Repeat all of the material below exactly as written, images excluded.

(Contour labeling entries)
####################
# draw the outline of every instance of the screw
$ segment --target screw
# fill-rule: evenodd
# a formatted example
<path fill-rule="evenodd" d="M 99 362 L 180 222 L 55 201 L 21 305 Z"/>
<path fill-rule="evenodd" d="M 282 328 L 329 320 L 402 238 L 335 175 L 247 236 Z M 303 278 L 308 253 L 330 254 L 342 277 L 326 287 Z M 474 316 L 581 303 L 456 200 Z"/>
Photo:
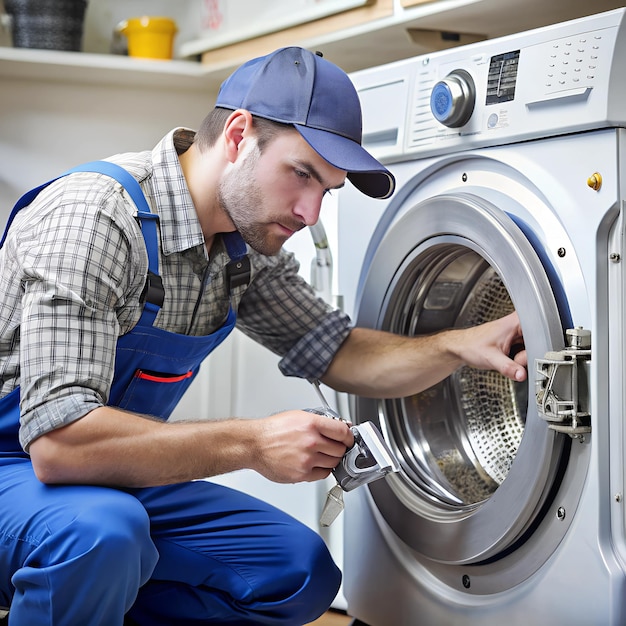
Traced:
<path fill-rule="evenodd" d="M 594 191 L 600 191 L 600 187 L 602 187 L 602 174 L 600 174 L 600 172 L 594 172 L 587 179 L 587 185 Z"/>

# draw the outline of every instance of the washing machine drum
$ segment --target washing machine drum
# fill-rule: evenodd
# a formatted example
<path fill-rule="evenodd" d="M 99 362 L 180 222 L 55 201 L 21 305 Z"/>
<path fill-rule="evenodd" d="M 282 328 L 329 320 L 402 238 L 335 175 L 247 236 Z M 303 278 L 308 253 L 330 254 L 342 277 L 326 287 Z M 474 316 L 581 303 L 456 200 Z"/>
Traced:
<path fill-rule="evenodd" d="M 422 201 L 370 256 L 358 325 L 414 336 L 517 310 L 530 363 L 563 346 L 544 264 L 507 212 L 484 198 Z M 376 508 L 412 550 L 440 563 L 484 563 L 522 544 L 554 495 L 571 442 L 538 417 L 532 385 L 469 367 L 414 396 L 358 398 L 354 408 L 357 421 L 379 425 L 402 466 L 370 486 Z"/>

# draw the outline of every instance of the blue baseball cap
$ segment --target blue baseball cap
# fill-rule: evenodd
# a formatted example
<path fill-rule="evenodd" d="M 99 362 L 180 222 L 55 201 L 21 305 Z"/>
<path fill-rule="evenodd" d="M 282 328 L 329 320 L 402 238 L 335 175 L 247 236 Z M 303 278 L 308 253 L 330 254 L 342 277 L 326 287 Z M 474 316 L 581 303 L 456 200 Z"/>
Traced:
<path fill-rule="evenodd" d="M 292 124 L 372 198 L 388 198 L 395 189 L 391 172 L 361 146 L 361 103 L 352 81 L 319 54 L 289 47 L 252 59 L 222 83 L 215 106 Z"/>

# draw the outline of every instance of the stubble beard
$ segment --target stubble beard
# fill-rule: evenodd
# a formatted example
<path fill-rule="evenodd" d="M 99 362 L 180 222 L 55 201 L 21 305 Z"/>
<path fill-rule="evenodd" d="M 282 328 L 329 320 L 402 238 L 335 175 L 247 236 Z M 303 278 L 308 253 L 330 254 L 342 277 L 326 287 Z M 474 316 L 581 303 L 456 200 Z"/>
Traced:
<path fill-rule="evenodd" d="M 274 256 L 280 252 L 284 240 L 271 237 L 264 222 L 256 219 L 264 214 L 263 194 L 255 179 L 260 157 L 258 146 L 245 155 L 220 181 L 217 199 L 243 240 L 257 252 Z"/>

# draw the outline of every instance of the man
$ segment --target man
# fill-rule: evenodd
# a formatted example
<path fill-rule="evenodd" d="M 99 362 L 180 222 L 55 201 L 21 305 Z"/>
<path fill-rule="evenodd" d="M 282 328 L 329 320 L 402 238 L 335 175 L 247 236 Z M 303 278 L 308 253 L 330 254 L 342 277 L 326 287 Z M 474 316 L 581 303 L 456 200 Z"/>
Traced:
<path fill-rule="evenodd" d="M 283 373 L 351 393 L 413 394 L 462 364 L 525 379 L 523 352 L 507 356 L 515 315 L 398 337 L 352 328 L 298 277 L 281 247 L 326 193 L 346 177 L 393 193 L 360 140 L 348 77 L 285 48 L 239 68 L 197 134 L 176 129 L 18 203 L 0 250 L 10 622 L 295 625 L 329 606 L 340 574 L 315 533 L 195 479 L 324 478 L 348 427 L 301 410 L 163 421 L 235 320 Z"/>

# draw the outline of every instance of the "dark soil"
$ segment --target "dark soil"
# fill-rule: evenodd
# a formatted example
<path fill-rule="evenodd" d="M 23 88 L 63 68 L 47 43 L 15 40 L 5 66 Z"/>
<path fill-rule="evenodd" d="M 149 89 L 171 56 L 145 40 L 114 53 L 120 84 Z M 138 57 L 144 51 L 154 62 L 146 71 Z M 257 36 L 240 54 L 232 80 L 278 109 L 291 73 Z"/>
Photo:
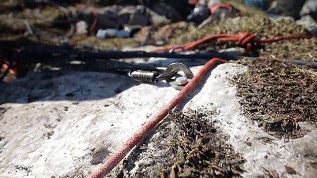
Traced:
<path fill-rule="evenodd" d="M 239 177 L 245 160 L 227 143 L 228 136 L 216 126 L 217 121 L 209 117 L 216 112 L 210 112 L 173 113 L 172 121 L 158 128 L 158 135 L 129 161 L 138 162 L 138 171 L 125 177 Z M 124 164 L 123 172 L 134 166 Z"/>
<path fill-rule="evenodd" d="M 317 76 L 272 58 L 238 62 L 249 70 L 237 76 L 244 114 L 277 137 L 296 138 L 308 132 L 300 122 L 316 125 Z"/>

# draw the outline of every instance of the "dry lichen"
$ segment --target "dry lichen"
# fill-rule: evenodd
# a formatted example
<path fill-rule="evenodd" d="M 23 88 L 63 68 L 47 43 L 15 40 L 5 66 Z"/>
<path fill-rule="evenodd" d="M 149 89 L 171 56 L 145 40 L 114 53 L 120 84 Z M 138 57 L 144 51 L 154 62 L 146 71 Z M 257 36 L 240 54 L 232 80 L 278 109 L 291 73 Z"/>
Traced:
<path fill-rule="evenodd" d="M 215 126 L 209 113 L 174 113 L 172 123 L 158 128 L 159 134 L 141 146 L 135 160 L 121 171 L 138 169 L 125 177 L 133 178 L 236 177 L 245 160 L 227 142 L 227 135 Z M 134 173 L 131 173 L 134 172 Z M 121 172 L 122 173 L 122 172 Z"/>
<path fill-rule="evenodd" d="M 307 131 L 299 122 L 317 122 L 317 77 L 274 59 L 238 62 L 249 70 L 236 77 L 239 102 L 250 118 L 278 137 L 295 138 Z"/>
####################
The answer:
# draw the outline of every instance of the screw
$ segment --target screw
# fill-rule: evenodd
# a formatted example
<path fill-rule="evenodd" d="M 99 362 L 180 222 L 55 201 L 21 305 Z"/>
<path fill-rule="evenodd" d="M 282 328 L 329 320 L 402 238 L 335 175 L 247 236 Z M 303 278 L 308 253 L 330 254 L 342 277 L 326 287 Z M 474 316 L 581 303 L 456 200 Z"/>
Photo:
Traced:
<path fill-rule="evenodd" d="M 594 191 L 600 191 L 600 187 L 602 187 L 602 174 L 600 174 L 600 172 L 594 172 L 587 179 L 587 185 Z"/>

# draw the outline of every instance of the washing machine drum
$ segment --target washing machine drum
# fill-rule: evenodd
# a formatted example
<path fill-rule="evenodd" d="M 99 362 L 180 222 L 55 201 L 21 305 Z"/>
<path fill-rule="evenodd" d="M 282 328 L 329 320 L 402 238 L 335 175 L 247 236 Z M 303 278 L 308 253 L 330 254 L 342 277 L 326 287 Z M 474 316 L 581 303 L 456 200 Z"/>
Traced:
<path fill-rule="evenodd" d="M 422 201 L 370 256 L 358 325 L 414 336 L 517 310 L 530 363 L 563 346 L 544 264 L 507 212 L 484 198 Z M 376 508 L 412 550 L 440 563 L 484 563 L 522 544 L 554 495 L 571 442 L 538 417 L 532 385 L 469 367 L 414 396 L 358 398 L 354 408 L 357 421 L 379 425 L 402 466 L 370 486 Z"/>

# draw the outline of every instance of the blue baseball cap
$ segment --target blue baseball cap
# fill-rule: evenodd
# a formatted example
<path fill-rule="evenodd" d="M 99 362 L 180 222 L 55 201 L 21 305 Z"/>
<path fill-rule="evenodd" d="M 282 328 L 329 320 L 402 238 L 335 175 L 247 236 Z M 303 278 L 308 253 L 330 254 L 342 277 L 326 287 Z M 474 316 L 581 303 L 456 200 Z"/>
Traced:
<path fill-rule="evenodd" d="M 292 124 L 372 198 L 388 198 L 395 189 L 391 172 L 361 146 L 361 103 L 352 81 L 319 54 L 289 47 L 252 59 L 222 83 L 215 106 Z"/>

# draw the outline of every instance of the stubble beard
$ segment --target stubble beard
# fill-rule: evenodd
# a formatted example
<path fill-rule="evenodd" d="M 99 362 L 180 222 L 55 201 L 21 305 Z"/>
<path fill-rule="evenodd" d="M 282 328 L 329 320 L 402 238 L 335 175 L 247 236 Z M 303 278 L 308 253 L 330 254 L 342 277 L 326 287 Z M 474 316 L 581 303 L 456 200 Z"/>
Traced:
<path fill-rule="evenodd" d="M 274 256 L 280 252 L 284 240 L 271 237 L 264 222 L 256 219 L 264 214 L 263 194 L 255 179 L 260 157 L 258 146 L 245 155 L 220 181 L 217 199 L 243 240 L 257 252 Z"/>

# draw the outline of every instance of the man
$ segment --target man
# fill-rule: evenodd
# a formatted example
<path fill-rule="evenodd" d="M 99 362 L 180 222 L 55 201 L 21 305 Z"/>
<path fill-rule="evenodd" d="M 282 328 L 329 320 L 402 238 L 335 175 L 247 236 Z M 303 278 L 308 253 L 330 254 L 342 277 L 326 287 Z M 474 316 L 581 303 L 456 200 Z"/>
Traced:
<path fill-rule="evenodd" d="M 283 373 L 351 393 L 413 394 L 462 364 L 525 379 L 523 352 L 507 356 L 515 315 L 398 337 L 352 328 L 298 277 L 281 247 L 326 193 L 346 177 L 393 193 L 360 140 L 348 77 L 285 48 L 239 68 L 197 134 L 176 129 L 18 203 L 0 250 L 10 622 L 295 625 L 329 606 L 340 574 L 315 533 L 195 479 L 324 478 L 348 427 L 301 410 L 163 421 L 235 320 Z"/>

# draw the outline of every instance of the "dark soil"
$ segment --target "dark soil"
# fill-rule: evenodd
# a formatted example
<path fill-rule="evenodd" d="M 23 88 L 63 68 L 47 43 L 15 40 L 5 66 Z"/>
<path fill-rule="evenodd" d="M 149 89 L 171 56 L 145 40 L 114 53 L 120 84 Z M 138 57 L 144 51 L 154 62 L 146 71 Z M 257 36 L 240 54 L 232 80 L 278 109 L 291 73 Z"/>
Photo:
Traced:
<path fill-rule="evenodd" d="M 239 177 L 245 160 L 227 143 L 228 136 L 216 126 L 217 121 L 209 117 L 216 112 L 210 112 L 173 113 L 172 121 L 158 128 L 158 135 L 129 161 L 138 162 L 138 171 L 125 177 Z M 124 164 L 123 172 L 134 166 Z"/>
<path fill-rule="evenodd" d="M 317 76 L 272 58 L 238 62 L 249 70 L 237 76 L 244 114 L 277 137 L 296 138 L 308 132 L 300 122 L 316 125 Z"/>

# draw the outline of every instance of the "dry lichen"
$ segment --target "dry lichen"
# fill-rule: evenodd
# a formatted example
<path fill-rule="evenodd" d="M 23 88 L 63 68 L 47 43 L 15 40 L 5 66 Z"/>
<path fill-rule="evenodd" d="M 149 89 L 171 56 L 145 40 L 114 53 L 120 84 Z M 138 57 L 144 51 L 154 62 L 146 71 Z M 257 36 L 240 54 L 232 80 L 278 109 L 291 73 Z"/>
Traced:
<path fill-rule="evenodd" d="M 215 126 L 209 113 L 174 113 L 172 123 L 158 128 L 159 134 L 141 146 L 135 160 L 121 171 L 138 169 L 125 177 L 133 178 L 236 177 L 245 160 L 227 142 L 227 135 Z M 134 173 L 131 173 L 134 172 Z M 121 172 L 122 173 L 122 172 Z"/>
<path fill-rule="evenodd" d="M 307 131 L 299 122 L 317 122 L 317 77 L 274 59 L 238 62 L 249 70 L 236 77 L 239 102 L 250 118 L 278 137 L 295 138 Z"/>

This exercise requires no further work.